#### [Tasks]
1/ Copy, word for word, the portion of the passage on the search for extraterrestrial life below that starts at "The search for" and ends at "civilizations are underway.".
2/ Write the next part of the passage on the search for extraterrestrial life below, beginning after its final sentence.

#### [Quoted passage]
++++++++++

Are comets, meteorites, and dust the stuff of life on Earth? Did life appear just once in 5 billion years? Or did it follow some principle of evolution and appear at several distinct periods, raising the possibility that life can exist elsewhere in the universe? Emmanuel Davoust, an internationally known specialist on galaxies, explores these provocative questions as well as such major themes and topics of debate as prebiotic chemistry and paleovisits, in this lucid investigation of the continuing search for extraterrestrial life.

The search for life in the universe begins at the "water hole," a frequency band that radio astronomers have been exploring for more than two decades in the hope of detecting a signal of artificial origin amid the natural noise of our galaxy. The number of possible targets is huge, and so far we have hardly listened at all. Despite the silence, many search projects based on the hope of eventually detecting signals from other civilizations are underway.

++++++++++

#### [Supplied entries]

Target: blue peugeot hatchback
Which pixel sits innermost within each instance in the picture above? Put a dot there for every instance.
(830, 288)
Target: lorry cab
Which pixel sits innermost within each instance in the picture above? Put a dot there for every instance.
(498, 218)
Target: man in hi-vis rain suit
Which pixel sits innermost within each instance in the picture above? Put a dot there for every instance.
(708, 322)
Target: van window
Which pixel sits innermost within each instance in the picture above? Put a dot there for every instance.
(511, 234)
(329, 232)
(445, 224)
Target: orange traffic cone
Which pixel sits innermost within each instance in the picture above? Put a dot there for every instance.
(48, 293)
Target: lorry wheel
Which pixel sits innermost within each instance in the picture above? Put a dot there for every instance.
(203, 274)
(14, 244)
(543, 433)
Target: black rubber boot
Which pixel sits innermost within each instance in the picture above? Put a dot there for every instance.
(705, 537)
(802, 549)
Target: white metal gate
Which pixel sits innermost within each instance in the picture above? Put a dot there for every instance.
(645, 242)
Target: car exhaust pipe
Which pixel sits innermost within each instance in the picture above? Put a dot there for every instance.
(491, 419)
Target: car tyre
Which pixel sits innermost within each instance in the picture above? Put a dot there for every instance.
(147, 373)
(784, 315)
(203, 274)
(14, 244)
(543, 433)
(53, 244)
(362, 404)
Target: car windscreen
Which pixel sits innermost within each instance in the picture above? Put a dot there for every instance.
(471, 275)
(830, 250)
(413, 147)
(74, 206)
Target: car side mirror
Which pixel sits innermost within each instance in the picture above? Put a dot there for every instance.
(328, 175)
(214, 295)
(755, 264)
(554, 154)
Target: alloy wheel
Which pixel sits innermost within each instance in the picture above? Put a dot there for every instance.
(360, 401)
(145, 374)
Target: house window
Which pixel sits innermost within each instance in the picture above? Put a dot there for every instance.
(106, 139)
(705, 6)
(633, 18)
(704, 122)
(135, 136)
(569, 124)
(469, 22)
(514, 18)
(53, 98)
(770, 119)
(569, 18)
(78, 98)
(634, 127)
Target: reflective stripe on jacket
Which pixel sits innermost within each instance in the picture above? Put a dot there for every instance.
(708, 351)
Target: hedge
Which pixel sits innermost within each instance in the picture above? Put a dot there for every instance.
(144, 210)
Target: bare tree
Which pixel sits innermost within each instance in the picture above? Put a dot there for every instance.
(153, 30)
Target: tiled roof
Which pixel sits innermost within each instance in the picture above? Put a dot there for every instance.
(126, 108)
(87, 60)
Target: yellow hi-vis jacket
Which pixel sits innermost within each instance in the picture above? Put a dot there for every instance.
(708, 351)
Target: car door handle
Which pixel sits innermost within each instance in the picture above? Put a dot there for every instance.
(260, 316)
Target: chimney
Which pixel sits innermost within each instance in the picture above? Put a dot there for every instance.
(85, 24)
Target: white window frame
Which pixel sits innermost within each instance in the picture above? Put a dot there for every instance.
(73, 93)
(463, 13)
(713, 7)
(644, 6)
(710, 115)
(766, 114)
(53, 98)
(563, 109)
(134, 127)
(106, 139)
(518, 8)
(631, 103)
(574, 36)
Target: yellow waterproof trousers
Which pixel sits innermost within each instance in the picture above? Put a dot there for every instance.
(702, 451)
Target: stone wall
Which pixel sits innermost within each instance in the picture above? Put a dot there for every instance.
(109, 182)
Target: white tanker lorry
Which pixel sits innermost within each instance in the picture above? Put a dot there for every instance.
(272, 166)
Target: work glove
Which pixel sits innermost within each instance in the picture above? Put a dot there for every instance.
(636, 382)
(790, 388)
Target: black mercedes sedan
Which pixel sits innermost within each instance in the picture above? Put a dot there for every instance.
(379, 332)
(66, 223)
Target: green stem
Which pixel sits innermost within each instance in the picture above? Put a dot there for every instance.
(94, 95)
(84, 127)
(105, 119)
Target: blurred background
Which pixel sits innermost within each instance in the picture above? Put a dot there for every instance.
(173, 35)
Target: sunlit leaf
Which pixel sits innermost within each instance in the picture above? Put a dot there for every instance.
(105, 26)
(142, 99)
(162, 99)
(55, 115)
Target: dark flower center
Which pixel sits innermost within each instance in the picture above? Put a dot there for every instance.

++++++++++

#### [Answers for the tasks]
1/
The search for life in the universe begins at the "water hole," a frequency band that radio astronomers have been exploring for more than two decades in the hope of detecting a signal of artificial origin amid the natural noise of our galaxy. The number of possible targets is huge, and so far we have hardly listened at all. Despite the silence, many search projects based on the hope of eventually detecting signals from other civilizations are underway.

2/
Davoust provides a rich yet succinct basis for understanding the stages of life in the cosmos - evolution from the Big Bang to the formation of elements and planets; organic molecules in interstellar space, meteorites, and comets; prebiotic chemistry in Saturn's largest satellite; possible primitive life in Mars' substratum; and the notion of evolved forms superior to ourselves. Above all, he points out, the search for life beyond Earth provides a valuable perspective, teaching us to look at our planet and at ourselves "through a stranger's eyes." Davoust also covers such intriguing terrain as the demography and sociology of extraterrestrials. He provides a nontechnical account of search strategies, listening projects, and the debates they engender - including the "Proxmire effect," Carl Sagan's petition, and Fred Hoyle's interstellar bacteria.

About the Author

Emmanuel Davoust is an astronomer at Observatoire Midi-Pyrénées in Toulouse, where he pursues research on interacting galaxies.